» **Text extract**
Google, for a long time, did things in nonstandard, intelligent, innovative
ways. That time is gone, but it wasn’t a foregone conclusion that that time
would end on a schedule.

Also, most employers, Google included, are nothing without their staff: it is
decidedly _not_ “their field and their ball”. Organizing is important and
powerful, and that’s why it’s supposedly protected.

------
hos234
I hope the internal resistance gets more organized and tactical. Cause this
story is not ending any time soon given the number of issues involved.

In any large org, its well known which execs up the food chain exist to play
empire defense and which ones can cause real change. Both sides will have
their own entrenched networks of support. Understanding those networks is
critical to getting change through. Applying pressure without mapping and
understanding internal org politics is how people end up getting fired in
large orgs.

Googlers basically have to use their Profiling and Targeting expertise on
their own org chart to weaken the status quoists and identify/strengthen those
who can make change happen. Just getting your stories in the press is not
going to do shit.

------
jasonmar
I joined Google less than 3 months before the walkout. Mid level management
practically encouraged us to attend. There were big numbers but most were
probably there out of curiosity. I was really disappointed. In the New York
walkout, there was a tiny area with an underpowered bullhorn and nobody could
hear what they were saying. Exactly one hour after it started, everyone was
bored of standing around and went straight back to work.

------
rurban
Now waiting for the lawsuit. Hope it will get good press. It's illegal, and
everyone knows.

» **Instruction**
Answer these questions about the Google walkout thread:
1. How long before the walkout did jasonmar join Google?
2. According to hos234, what is how people end up getting fired in large orgs?
3. What does rurban say they are now waiting for?
The material after this thread stands apart from it.

» **Supplied material**
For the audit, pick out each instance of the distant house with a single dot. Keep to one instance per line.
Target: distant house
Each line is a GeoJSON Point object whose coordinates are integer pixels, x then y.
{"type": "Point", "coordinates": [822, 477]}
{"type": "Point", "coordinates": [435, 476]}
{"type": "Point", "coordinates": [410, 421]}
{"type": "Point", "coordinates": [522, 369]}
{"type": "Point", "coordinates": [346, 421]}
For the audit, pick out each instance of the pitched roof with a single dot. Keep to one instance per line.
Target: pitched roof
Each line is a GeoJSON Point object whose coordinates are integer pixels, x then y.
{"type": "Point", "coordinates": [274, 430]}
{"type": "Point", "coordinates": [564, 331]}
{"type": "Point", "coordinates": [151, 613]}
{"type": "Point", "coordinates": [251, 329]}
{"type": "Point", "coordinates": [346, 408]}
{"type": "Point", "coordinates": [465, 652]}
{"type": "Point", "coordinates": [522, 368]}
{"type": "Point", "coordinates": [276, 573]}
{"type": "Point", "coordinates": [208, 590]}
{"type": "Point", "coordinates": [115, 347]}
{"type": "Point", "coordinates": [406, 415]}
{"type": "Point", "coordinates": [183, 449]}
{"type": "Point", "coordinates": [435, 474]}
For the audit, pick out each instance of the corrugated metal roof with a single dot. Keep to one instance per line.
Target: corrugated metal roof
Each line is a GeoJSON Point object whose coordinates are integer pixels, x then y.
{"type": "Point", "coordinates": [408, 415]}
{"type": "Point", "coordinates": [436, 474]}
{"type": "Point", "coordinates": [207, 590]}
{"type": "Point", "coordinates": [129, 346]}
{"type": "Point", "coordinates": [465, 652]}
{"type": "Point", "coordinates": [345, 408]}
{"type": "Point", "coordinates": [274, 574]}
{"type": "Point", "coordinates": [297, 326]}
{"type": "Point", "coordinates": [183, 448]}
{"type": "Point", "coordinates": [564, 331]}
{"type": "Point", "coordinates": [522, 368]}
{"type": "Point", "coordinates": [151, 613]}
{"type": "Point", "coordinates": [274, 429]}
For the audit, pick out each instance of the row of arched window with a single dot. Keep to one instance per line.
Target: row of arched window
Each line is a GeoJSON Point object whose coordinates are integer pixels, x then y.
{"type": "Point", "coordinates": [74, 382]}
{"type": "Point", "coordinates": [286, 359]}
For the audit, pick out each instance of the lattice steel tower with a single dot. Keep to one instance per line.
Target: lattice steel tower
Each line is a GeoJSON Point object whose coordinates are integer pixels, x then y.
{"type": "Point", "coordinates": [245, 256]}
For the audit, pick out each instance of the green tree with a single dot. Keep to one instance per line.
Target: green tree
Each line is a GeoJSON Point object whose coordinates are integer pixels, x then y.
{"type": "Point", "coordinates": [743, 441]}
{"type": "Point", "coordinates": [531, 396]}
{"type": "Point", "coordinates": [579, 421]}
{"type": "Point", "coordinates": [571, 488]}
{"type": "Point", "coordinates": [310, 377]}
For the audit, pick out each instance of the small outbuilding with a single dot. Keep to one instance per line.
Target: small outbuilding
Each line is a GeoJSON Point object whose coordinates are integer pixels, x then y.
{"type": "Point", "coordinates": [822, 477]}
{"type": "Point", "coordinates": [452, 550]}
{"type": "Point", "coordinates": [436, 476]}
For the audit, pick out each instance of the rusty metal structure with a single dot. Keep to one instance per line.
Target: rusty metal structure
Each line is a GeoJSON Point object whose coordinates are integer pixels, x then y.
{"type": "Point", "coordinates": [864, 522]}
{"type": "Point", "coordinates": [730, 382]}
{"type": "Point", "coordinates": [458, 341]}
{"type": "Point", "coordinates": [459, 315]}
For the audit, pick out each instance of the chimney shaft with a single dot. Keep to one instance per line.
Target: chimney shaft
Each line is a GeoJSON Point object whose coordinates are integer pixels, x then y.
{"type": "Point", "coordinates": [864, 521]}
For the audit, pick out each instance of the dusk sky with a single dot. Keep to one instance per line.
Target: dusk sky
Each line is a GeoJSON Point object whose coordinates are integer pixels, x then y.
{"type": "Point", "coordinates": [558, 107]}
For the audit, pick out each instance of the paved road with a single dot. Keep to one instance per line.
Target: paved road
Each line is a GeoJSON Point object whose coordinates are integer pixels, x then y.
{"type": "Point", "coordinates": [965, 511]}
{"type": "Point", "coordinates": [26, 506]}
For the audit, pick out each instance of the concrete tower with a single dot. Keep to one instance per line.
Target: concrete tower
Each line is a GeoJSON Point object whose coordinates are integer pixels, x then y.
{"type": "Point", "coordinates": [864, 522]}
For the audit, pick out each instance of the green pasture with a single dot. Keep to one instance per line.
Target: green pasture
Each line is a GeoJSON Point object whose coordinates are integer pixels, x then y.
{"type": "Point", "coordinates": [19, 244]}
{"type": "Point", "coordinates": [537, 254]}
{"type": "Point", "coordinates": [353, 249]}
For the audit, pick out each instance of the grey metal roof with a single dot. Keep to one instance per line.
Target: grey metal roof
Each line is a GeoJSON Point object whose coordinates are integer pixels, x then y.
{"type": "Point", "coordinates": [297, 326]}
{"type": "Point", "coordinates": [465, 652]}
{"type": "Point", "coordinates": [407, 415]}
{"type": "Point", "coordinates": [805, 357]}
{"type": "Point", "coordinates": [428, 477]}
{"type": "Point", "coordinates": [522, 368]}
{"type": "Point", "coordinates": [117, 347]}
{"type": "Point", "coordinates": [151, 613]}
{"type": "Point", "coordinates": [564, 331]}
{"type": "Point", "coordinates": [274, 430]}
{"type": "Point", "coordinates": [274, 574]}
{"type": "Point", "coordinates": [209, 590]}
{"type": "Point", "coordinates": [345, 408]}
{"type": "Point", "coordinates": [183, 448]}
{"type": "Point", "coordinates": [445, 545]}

» **Exercise output**
1. Less than 3 months before the walkout.
2. Applying pressure without mapping and understanding internal org politics.
3. The lawsuit.